• **To be done**: Write out, unchanged, the lines from the one holding "# for each instance of the green painted" to the close of the listing. Both the first and last lines belong in it.

** Start of Stored data **

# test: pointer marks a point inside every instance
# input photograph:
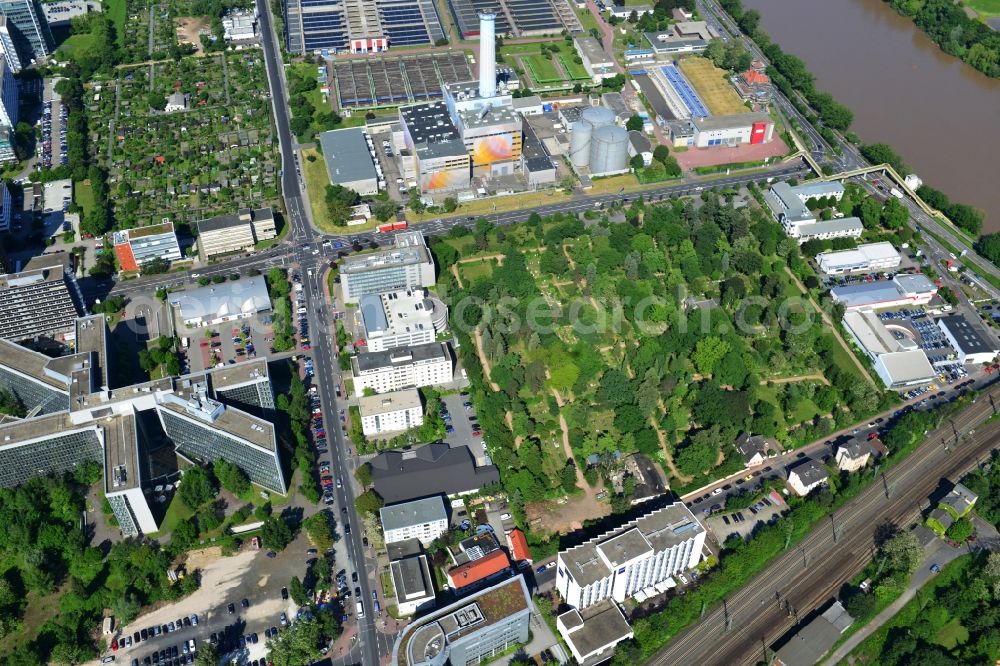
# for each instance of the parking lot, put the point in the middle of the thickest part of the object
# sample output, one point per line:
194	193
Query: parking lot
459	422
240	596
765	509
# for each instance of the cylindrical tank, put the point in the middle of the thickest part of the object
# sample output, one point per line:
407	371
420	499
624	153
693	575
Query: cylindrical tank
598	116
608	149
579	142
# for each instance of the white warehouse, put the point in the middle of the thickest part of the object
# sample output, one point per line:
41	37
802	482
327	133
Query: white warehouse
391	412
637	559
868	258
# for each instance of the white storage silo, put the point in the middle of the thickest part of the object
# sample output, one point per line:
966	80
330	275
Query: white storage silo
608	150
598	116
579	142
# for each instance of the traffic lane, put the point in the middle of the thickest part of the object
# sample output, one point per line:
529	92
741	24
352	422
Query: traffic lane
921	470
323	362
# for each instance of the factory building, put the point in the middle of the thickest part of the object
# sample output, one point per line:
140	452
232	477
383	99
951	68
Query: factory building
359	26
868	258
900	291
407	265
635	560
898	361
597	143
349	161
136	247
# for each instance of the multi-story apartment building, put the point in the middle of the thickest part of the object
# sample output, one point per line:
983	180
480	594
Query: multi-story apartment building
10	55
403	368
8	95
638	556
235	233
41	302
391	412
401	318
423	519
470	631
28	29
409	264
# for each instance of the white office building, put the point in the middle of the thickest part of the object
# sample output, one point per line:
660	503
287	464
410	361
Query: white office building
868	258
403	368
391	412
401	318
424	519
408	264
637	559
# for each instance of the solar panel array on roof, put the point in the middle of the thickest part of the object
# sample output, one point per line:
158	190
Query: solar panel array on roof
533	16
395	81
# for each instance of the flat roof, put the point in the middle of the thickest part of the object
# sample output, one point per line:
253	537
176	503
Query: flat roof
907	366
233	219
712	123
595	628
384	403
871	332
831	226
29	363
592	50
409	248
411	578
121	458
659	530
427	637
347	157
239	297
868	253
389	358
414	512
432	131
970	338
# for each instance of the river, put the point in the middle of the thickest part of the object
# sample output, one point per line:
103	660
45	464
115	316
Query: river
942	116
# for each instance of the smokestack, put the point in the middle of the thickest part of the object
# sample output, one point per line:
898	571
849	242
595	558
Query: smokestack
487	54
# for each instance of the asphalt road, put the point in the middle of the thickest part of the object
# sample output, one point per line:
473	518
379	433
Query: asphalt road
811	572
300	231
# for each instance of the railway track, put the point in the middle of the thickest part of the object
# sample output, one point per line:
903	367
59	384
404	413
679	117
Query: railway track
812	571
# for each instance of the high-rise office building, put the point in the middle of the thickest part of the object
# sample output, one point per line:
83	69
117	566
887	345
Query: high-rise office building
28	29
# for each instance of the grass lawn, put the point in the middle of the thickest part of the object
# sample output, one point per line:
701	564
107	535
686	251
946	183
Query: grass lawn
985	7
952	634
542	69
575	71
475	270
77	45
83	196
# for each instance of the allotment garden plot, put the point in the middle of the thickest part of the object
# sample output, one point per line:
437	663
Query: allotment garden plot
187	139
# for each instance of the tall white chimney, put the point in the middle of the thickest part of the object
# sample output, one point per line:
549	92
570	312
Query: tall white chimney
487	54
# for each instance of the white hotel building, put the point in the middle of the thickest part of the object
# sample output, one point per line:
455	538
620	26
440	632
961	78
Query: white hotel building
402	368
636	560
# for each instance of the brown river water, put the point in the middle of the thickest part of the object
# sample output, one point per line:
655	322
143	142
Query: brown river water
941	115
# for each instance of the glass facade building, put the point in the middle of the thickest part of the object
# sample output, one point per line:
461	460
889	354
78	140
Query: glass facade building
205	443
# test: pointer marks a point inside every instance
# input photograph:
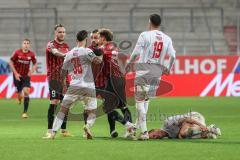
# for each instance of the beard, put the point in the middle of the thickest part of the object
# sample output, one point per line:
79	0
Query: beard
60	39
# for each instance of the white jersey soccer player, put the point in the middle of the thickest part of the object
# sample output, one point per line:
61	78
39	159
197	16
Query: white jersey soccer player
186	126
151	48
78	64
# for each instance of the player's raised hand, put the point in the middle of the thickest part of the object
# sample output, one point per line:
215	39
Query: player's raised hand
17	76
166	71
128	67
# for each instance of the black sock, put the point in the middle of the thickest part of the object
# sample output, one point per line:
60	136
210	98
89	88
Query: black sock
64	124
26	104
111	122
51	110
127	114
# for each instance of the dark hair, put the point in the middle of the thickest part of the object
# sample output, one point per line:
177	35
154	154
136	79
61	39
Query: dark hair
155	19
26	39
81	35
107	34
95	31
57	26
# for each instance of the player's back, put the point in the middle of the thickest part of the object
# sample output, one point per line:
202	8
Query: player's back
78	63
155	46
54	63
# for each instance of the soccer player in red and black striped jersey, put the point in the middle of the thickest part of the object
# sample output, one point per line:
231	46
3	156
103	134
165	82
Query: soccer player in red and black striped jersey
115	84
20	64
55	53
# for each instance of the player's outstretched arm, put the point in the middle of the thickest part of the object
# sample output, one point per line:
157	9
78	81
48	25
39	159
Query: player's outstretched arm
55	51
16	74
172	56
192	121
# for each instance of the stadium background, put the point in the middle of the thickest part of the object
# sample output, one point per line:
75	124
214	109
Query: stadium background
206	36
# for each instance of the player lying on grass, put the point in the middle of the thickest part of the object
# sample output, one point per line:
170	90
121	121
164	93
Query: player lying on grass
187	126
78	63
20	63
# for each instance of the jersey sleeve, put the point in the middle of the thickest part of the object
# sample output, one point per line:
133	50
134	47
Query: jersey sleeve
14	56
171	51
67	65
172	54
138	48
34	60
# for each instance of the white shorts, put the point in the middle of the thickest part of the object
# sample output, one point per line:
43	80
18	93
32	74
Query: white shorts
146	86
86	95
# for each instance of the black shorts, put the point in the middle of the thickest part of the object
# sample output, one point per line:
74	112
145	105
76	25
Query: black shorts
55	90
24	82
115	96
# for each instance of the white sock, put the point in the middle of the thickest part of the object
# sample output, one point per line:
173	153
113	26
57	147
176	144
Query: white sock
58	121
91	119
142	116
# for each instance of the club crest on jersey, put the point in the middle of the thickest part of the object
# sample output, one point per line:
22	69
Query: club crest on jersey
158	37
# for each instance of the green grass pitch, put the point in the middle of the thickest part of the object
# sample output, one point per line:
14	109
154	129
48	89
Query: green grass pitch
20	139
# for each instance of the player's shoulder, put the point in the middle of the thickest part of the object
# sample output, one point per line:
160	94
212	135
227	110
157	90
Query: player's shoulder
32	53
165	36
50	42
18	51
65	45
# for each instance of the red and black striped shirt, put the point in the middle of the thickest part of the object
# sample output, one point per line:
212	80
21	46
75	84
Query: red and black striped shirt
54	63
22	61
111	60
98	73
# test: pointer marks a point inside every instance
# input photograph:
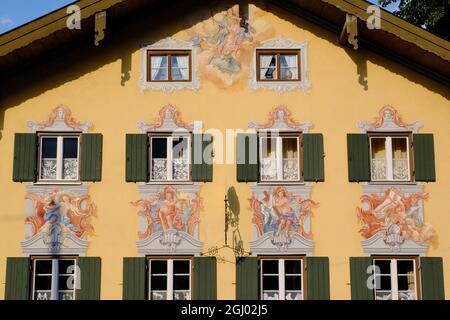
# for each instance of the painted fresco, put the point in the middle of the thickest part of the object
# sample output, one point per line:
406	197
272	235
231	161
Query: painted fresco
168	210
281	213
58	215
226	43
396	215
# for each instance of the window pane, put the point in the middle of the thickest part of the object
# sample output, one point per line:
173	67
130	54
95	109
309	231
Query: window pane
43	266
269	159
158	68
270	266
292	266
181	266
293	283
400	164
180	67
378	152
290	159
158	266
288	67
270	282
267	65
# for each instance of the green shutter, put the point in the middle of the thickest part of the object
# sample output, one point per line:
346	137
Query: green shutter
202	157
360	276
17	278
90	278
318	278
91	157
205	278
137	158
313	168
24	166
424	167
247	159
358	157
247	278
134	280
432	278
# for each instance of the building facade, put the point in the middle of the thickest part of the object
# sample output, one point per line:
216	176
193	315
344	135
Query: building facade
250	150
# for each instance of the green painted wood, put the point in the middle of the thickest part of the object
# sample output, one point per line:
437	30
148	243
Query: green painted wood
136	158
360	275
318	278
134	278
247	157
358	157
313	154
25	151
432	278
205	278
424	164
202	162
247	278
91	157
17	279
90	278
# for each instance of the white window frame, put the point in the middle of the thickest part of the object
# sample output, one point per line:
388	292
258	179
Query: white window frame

** End of Stored data **

• **Solution to this problem**:
# for each instance of the green painted wood, put the point in the middle of the thickest part of the object
# sample output, one point per line:
437	30
148	243
Query: green painted wood
136	158
360	275
318	278
134	278
247	157
358	157
313	154
25	151
432	278
205	278
424	164
202	162
247	278
91	157
17	279
90	278
# for each instance of the white window frame, put the point in the middle of the thickest part of the object
# sample output, one point per line:
388	292
258	179
Query: white window frame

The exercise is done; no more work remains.